Task objective
The entire listing is to be repeated verbatim.

(Point-based annotation data)
☆ ☆ ☆ ☆ ☆ ☆ ☆
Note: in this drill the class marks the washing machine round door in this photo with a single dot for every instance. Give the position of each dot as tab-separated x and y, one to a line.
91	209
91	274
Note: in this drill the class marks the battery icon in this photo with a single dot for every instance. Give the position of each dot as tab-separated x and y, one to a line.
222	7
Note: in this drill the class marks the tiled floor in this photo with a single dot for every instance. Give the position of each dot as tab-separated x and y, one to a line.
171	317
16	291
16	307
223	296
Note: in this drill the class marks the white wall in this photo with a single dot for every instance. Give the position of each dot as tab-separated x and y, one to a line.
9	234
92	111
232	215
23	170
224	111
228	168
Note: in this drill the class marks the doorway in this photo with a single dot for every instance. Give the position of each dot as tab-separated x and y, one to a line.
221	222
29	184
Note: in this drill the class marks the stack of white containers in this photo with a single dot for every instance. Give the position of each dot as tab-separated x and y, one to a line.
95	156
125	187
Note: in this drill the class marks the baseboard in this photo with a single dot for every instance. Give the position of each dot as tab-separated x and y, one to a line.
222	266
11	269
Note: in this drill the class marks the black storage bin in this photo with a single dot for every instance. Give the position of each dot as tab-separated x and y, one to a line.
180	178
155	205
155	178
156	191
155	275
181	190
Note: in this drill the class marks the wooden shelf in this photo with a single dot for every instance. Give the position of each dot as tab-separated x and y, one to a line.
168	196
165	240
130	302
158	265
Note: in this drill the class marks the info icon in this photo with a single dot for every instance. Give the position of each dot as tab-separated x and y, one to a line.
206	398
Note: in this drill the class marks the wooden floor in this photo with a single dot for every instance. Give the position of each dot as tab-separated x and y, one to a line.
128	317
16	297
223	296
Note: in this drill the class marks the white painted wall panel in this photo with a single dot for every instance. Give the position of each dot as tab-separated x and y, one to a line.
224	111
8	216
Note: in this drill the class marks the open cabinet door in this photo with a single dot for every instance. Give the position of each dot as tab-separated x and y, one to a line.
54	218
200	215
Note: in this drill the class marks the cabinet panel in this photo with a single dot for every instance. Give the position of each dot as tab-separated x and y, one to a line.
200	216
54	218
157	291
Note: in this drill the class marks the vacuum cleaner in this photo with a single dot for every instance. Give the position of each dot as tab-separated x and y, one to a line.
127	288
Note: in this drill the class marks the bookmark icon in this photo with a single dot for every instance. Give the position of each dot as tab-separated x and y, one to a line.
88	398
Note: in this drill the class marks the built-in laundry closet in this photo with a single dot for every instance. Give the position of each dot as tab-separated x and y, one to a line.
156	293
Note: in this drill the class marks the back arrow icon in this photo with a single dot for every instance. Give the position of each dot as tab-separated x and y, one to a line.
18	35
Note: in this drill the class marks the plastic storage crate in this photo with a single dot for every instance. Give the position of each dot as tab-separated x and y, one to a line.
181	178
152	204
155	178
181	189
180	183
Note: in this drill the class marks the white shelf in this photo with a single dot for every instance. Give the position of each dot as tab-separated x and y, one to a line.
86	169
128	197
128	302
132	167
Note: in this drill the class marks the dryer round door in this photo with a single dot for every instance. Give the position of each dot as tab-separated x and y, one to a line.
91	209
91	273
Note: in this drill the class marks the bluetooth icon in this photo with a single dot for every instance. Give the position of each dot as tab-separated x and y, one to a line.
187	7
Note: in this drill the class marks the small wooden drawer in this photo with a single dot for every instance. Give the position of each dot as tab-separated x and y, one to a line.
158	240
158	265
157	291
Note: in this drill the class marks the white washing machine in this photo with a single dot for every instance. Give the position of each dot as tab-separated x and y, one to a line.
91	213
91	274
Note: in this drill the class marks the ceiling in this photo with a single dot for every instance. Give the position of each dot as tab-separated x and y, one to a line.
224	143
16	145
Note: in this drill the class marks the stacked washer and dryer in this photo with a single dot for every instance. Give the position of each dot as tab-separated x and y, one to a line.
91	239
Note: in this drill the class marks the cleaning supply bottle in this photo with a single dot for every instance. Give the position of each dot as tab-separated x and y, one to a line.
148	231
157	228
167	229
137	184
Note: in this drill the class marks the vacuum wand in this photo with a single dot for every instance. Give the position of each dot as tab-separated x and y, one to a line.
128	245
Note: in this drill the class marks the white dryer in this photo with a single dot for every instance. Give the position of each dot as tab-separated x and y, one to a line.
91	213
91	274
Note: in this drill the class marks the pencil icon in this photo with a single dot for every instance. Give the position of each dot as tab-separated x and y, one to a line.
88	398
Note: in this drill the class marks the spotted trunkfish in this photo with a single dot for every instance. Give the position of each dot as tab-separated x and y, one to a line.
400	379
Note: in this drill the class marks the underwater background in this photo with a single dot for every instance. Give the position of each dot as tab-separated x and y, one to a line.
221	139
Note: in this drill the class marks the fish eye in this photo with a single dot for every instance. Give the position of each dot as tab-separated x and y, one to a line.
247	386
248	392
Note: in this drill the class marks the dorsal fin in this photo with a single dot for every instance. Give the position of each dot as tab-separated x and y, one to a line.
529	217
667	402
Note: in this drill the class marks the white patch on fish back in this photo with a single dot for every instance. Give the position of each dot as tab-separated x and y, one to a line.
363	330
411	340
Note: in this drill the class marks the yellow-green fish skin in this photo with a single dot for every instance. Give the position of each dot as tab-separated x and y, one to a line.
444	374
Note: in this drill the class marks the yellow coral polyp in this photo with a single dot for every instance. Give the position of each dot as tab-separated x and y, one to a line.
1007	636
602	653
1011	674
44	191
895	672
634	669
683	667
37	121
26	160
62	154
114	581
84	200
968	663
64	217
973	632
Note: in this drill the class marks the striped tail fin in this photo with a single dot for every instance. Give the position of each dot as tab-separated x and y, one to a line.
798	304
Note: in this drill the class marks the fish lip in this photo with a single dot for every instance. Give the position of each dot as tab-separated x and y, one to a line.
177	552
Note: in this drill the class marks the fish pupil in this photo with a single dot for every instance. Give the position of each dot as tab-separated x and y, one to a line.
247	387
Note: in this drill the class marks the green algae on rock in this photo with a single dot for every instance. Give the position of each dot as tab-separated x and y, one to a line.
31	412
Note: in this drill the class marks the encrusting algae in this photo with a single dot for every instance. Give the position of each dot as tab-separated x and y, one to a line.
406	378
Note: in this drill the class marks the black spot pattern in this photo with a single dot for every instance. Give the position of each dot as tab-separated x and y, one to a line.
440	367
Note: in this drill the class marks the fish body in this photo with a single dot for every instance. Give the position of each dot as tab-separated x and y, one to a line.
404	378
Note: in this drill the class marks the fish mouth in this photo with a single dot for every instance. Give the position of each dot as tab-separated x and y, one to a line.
☆ ☆ ☆ ☆ ☆ ☆ ☆
Finished answer
Note: in this drill the class marks the washing machine round door in this photo with a single dot for every instance. Give the position of each dot as tab-separated x and y, one to a line.
91	209
91	274
Note: in this drill the class marks the battery icon in this photo with a single dot for every instance. Give the position of each dot as tab-separated x and y, one to a line.
222	7
Note: in this drill the class marks the tiled floor in this photo with a single dot for every instance. Give the position of each dot as tab-separated x and y, one to a line.
171	317
16	291
16	307
223	296
Note: in this drill the class marks the white wall in this photo with a single dot for every instance. Give the position of each dot as tab-separated x and y, one to a line.
9	234
92	111
232	215
23	170
224	111
228	168
Note: in this drill the class marks the doorway in this photo with a single dot for every instance. Give the position of each dot as tab-separated x and y, one to a line.
221	222
29	184
Note: in this drill the class marks the stack of white containers in this photo with a single dot for every instance. Give the position of each dot as tab-separated x and y, one to a line.
95	156
125	187
Note: in this drill the class marks the baseboard in this photo with a single dot for every instance. Give the position of each dot as tab-separated x and y, one to a line.
222	266
11	269
Note: in this drill the class marks the black storage bin in this photo with a single dot for every instance. Give the position of each dot as tab-separated x and y, one to a line.
180	178
155	205
155	178
156	191
155	275
181	190
Note: in this drill the class marks the wooden shelf in this photo with a single dot for every instance. Give the position of each dot as tab-separated x and y, one to a line.
168	196
165	240
130	302
158	265
Note: in this drill the class marks the info icon in this photo with a single dot for every instance. Give the position of each dot as tab-separated x and y, one to a line.
206	398
Note: in this drill the class marks the wooden floor in this photo with a single dot for every instance. Give the position of each dot as tab-separated x and y, one to a line.
128	317
16	297
223	296
Note: in this drill the class marks the white painted wall panel in this photo with a single dot for every instance. Give the position of each dot as tab-separated x and y, one to a line.
224	111
8	216
Note: in this drill the class marks the open cabinet door in this photo with a single dot for every instance. Give the position of each dot as tab-separated x and y, one to a line.
54	218
200	215
Note: in this drill the class marks the cabinet panel in this photo with a single dot for every instance. Give the position of each dot as tab-separated x and y, one to a line.
200	216
54	218
157	291
Note: in this drill the class marks the vacuum cleaner in this photo with a single dot for every instance. Give the position of each dot as tab-separated x and y, one to a line.
127	288
Note: in this drill the class marks the bookmark icon in this photo with a single dot for every instance. Give the position of each dot as tab-separated x and y, one to a line.
88	398
Note: in this drill the class marks the built-in laundry closet in this photo with a single dot for every instance. Give the position of each dot as tab-separated x and y, one to a line.
156	293
Note: in this drill the class marks the back arrow icon in this photo with a single dot for every instance. Give the position of each dot as tab-separated x and y, one to a line.
18	35
Note: in this drill the class marks the plastic storage crate in this photo with a single dot for every instance. Give the position of each dot as tab-separated x and y, one to a line.
181	178
152	204
155	178
181	189
180	183
Note: in this drill the class marks the white shelf in this photo with a single dot for every instance. Give the position of each dot as tab-separated x and y, one to a line.
86	169
128	197
128	302
132	167
Note: in this drill the class marks the dryer round door in this photo with a single dot for every instance. Give the position of each dot as tab-separated x and y, one to a line.
91	209
91	273
Note: in this drill the class marks the bluetooth icon in this photo with a single dot for every instance. Give the position of each dot as tab-separated x and y, one to a line.
187	7
Note: in this drill the class marks the small wooden drawer in this photo with a single dot for every instance. Give the position of each dot as tab-separated x and y, one to a line.
158	240
158	265
157	291
Note: in this drill the class marks the white washing machine in this photo with a single dot for every instance. Give the position of each dot as tab-separated x and y, one to a line.
91	213
91	274
Note: in this drill the class marks the ceiling in this photo with a single dot for every instance. Give the position of each dot as tab-separated x and y, one to a line.
224	143
16	145
Note: in this drill the class marks the stacked washer and dryer in this photo with a single dot for every instance. Give the position of each dot as tab-separated x and y, one to a line.
91	239
Note: in this drill the class marks the cleaning supply bottle in this photo with a single dot for every instance. Give the position of each dot as tab-separated x and y, one to a line.
148	231
157	228
167	229
137	184
Note: in this drill the class marks the vacuum wand in this photo with a single dot for every instance. Give the position of each dot as tab-separated x and y, one to a line.
128	245
Note: in this drill the class marks the white dryer in this photo with a single dot for every instance. Give the position of each dot as tab-separated x and y, one to a line.
91	213
91	274
Note: in this drill the class marks the pencil icon in this photo with a single dot for every instance. Give the position of each dot as tab-separated x and y, one to a line.
88	398
Note: in this drill the class marks the spotted trunkfish in this photo with a single dot for every instance. Give the position of each dot as tab-separated x and y, one to a line.
400	379
Note: in this drill the class marks the underwater background in this photo with a single dot for every instance. Give the position of each dot as tab-separated x and y, one to a line.
221	139
Note: in this drill the class marks the fish eye in this photo with a single dot for every instance. Give the position of each dot as tab-separated x and y, one to a line.
247	386
248	392
Note: in this drill the class marks the dorsal fin in this photo with a single dot for every instance. Give the position of each dot as tab-separated x and y, one to a line.
529	217
667	402
Note: in this drill the class marks the white patch on fish back in this photo with a single dot for every instance. Give the position of each dot as tab-separated x and y, one to a line.
363	330
411	340
Note: in this drill the class marks the yellow-green fish skin in this photo with a single dot for every instance. Give the position of each dot as tab-separated x and y, one to a line.
444	374
Note: in this drill the class marks the yellow coral polyp in this photo with a single dot for every instance. Give the position of each dot as tab-separated x and y, one to a line.
1007	636
602	653
1011	674
44	191
895	672
634	669
683	667
37	121
26	160
62	154
114	581
84	200
968	663
64	217
973	632
Note: in this drill the class marks the striped tail fin in this photo with a single dot for every instance. Give the position of each dot as tab-separated x and y, one to a line.
798	304
Note: in this drill the class marks the fish lip in this photo with a single dot for every instance. Give the position of each dot as tab-separated x and y, one to a line.
177	552
Note: in this drill the class marks the fish pupil in this photo with a single dot for every instance. Give the position of each dot as tab-separated x and y, one to a line.
247	387
Note: in this drill the class marks the green algae on rock in this photo with a single dot for every instance. Give the position of each dot as tab-separated x and y, one to a line.
31	412
Note: in this drill the class marks the encrusting algae in this photo with a single dot for every instance. Give the position of each dot as tab-separated x and y, one to a line.
406	378
Note: in this drill the class marks the black spot pattern in this photo with a single dot for every instance. Give the position of each dot as tab-separated x and y, one to a line.
440	367
Note: in this drill the class marks the fish body in this photo with a single dot for every instance. Give the position of each dot as tab-separated x and y, one to a line.
404	378
Note: in this drill the class marks the fish mouth in this photo with a single dot for every instance. Give the position of each dot as tab-separated x and y, one to a line.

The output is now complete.